Assigned task >> From the records below, output exactly the lines running from the line containing "Place one keypoint on each instance of the white" through the line containing "Place one keypoint on each instance of the brown", and no others.

"""

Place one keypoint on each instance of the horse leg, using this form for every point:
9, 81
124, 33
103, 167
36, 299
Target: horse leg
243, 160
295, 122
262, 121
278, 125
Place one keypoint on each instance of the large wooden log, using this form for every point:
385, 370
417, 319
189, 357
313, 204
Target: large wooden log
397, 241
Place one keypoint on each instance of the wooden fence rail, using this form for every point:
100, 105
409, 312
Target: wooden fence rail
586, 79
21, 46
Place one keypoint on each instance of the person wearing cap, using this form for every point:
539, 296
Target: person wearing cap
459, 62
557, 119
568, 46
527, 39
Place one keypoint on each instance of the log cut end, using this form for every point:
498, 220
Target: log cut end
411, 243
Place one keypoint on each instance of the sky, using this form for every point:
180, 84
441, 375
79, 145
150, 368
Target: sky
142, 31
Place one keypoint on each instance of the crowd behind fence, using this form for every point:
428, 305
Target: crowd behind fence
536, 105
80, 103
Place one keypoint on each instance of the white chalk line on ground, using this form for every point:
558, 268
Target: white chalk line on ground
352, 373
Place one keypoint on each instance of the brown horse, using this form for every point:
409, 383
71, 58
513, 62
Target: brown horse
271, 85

"""

Answer to this problem >>
Place one keypoint on each instance of the white chalk line on ground, using this form for every point:
558, 268
Target: white chalk line on ground
352, 373
Place one keypoint on each instance of the brown horse, using this form for every point:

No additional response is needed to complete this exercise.